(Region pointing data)
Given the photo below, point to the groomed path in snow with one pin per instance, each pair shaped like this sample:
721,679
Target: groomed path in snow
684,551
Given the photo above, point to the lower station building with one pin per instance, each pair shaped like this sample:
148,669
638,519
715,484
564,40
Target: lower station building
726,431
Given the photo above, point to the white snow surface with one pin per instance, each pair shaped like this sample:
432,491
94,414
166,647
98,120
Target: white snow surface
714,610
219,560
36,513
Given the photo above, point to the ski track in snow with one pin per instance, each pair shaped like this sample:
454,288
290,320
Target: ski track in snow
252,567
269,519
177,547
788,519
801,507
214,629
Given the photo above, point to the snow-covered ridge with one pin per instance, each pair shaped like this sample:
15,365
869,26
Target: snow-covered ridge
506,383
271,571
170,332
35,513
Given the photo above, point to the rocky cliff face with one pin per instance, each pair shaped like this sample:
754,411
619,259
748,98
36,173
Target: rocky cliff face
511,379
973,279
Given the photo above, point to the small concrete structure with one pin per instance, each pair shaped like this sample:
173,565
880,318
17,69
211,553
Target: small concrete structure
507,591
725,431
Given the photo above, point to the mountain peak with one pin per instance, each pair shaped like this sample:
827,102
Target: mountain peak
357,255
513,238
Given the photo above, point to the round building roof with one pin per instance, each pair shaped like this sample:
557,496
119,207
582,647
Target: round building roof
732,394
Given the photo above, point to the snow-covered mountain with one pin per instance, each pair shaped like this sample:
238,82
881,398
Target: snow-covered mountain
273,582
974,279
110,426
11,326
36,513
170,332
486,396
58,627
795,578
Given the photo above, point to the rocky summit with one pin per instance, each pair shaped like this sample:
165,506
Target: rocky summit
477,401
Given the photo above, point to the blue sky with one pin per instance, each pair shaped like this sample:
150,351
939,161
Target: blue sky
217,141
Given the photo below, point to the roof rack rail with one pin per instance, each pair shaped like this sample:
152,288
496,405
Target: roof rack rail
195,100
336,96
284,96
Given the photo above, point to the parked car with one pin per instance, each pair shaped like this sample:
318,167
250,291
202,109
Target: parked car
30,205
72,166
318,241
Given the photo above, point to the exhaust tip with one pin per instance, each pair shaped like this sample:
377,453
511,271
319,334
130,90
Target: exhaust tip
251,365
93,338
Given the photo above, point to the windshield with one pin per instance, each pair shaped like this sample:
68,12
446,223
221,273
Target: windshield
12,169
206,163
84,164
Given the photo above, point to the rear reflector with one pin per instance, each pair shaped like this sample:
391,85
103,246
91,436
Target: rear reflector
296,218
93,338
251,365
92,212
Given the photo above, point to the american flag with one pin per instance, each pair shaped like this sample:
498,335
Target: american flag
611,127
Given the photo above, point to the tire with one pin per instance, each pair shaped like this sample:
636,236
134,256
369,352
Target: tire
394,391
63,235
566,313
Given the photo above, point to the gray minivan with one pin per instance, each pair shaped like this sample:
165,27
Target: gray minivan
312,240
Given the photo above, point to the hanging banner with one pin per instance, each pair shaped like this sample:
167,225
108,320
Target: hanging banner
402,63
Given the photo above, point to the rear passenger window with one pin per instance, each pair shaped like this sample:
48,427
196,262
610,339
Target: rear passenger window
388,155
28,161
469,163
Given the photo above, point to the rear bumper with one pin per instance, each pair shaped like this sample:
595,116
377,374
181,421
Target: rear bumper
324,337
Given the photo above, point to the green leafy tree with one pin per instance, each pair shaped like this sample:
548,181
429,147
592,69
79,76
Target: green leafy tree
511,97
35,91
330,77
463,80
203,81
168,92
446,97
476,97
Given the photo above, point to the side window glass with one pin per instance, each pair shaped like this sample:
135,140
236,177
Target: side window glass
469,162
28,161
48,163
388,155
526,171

• Required action:
Top to bottom, transcribe every line above exactly.

• Expected answer:
Given the photo below, point to the groomed path in snow with one pin per instance, each pair shaped like this sample:
721,679
Target: groomed path in snow
684,551
Given the photo above, point to the lower station building with one pin per instance, each pair shaped like this sample:
148,669
638,519
715,484
564,40
Target: lower station building
726,431
Given the photo above, point to the white snow surface with one pin per instance, each pair shaped like this sample:
432,491
94,414
166,647
98,120
Target: white snow surface
714,610
219,560
36,513
Given the photo above, point to the ski track in snow with one pin per instance, each pair shaped like this sample:
454,288
290,320
Target: ski track in snow
252,567
269,519
177,547
788,519
801,507
214,629
Given the photo above, point to the snow-covered ridge with one pin per instance, each pair shaped like this sample:
15,365
869,26
Target: snow-covered ridge
506,383
271,571
170,332
35,513
Given the photo above, point to the rocky cliff face with one pin per instance, each pair shaped like this sample:
754,411
619,259
748,98
36,173
Target: rocky cliff face
511,379
973,279
Given the photo above, point to the small concrete structure with one pin per instance, each pair shaped like this sample:
173,565
880,318
17,69
211,553
Target: small concrete structure
507,591
725,431
Given the photo above, point to the mountain peak with one pin per instance, each pair shaped like this sample:
827,102
Target: mountain peak
357,255
513,238
Given the photo above, point to the round building roof with one pin per instance, each pair shaped like this sample:
557,496
119,207
582,647
Target: round building roof
732,394
Given the photo above, point to the snow-covered mountain with one pin per instance, each pair shaped like this sample:
238,82
881,398
Target: snow-covered mountain
273,582
974,279
110,426
11,326
36,513
170,332
486,396
58,627
795,578
Given the photo above, point to the rocky summit with one pin per instance, each pair shaped like this sample:
165,506
Target: rocky summit
477,401
Given the photo above, point to the blue sky with one pin per instance, each pair shaped like this sample:
150,351
939,161
Target: blue sky
217,141
Given the photo below, point to the roof rack rail with one pin per instance, each pair shaped like this sample:
152,288
496,405
Target: roof rack rail
195,100
336,96
284,96
Given the photo above, point to the parked car with one pin per instance, each pair shaped like this sample:
318,167
250,291
202,109
Target: parked car
30,205
72,166
318,241
Given the photo above, point to the exhaust tip with one pin per instance, each pair shaped like this sample:
377,453
511,271
319,334
130,90
Target: exhaust tip
251,365
93,338
Given the photo above, point to the windshield with one pin per instance, each pair shaped like this sample:
68,12
446,223
221,273
Target: windshield
12,169
206,163
84,164
Given the photo above, point to the rear reflector with one pin per instance, each pair shaped like this sample:
391,85
103,246
91,436
Target: rear reflector
296,218
93,338
251,365
92,212
Given the photo above, point to the american flag with one pin per instance, each pair shaped like this sample:
498,335
Target: american flag
611,127
Given the photo above, point to the tire with one pin per instance, each pair shaped like this sample:
636,236
134,256
369,352
Target: tire
394,391
63,235
566,313
Given the photo above, point to the gray minivan with one pin per instance, each pair shaped like this sample:
165,27
Target: gray minivan
312,240
Given the photo above, point to the hanging banner with one pin per instance, each pair shaped like this sample:
167,225
108,320
Target: hanging banner
402,63
Given the photo above, point to the rear passenger window with one pin per instance, each pair shaped like this sample:
48,427
196,262
610,339
Target: rear passenger window
388,155
28,161
469,163
Given the photo above, point to the rear bumper with one pin per instance, each pair shaped like this sample:
595,116
377,374
181,421
Target: rear bumper
324,337
Given the photo above, point to the green leafy tree with one pin per instance, each pair shaped like this sample:
548,181
429,147
592,69
79,76
Target: green leafy tree
511,97
35,91
330,77
463,80
203,81
168,92
446,97
476,97
Given the photo above, point to the side window glass with one pin per instance, each pair shaped like this sample:
135,140
236,177
Target: side window glass
469,162
28,161
48,163
388,155
526,171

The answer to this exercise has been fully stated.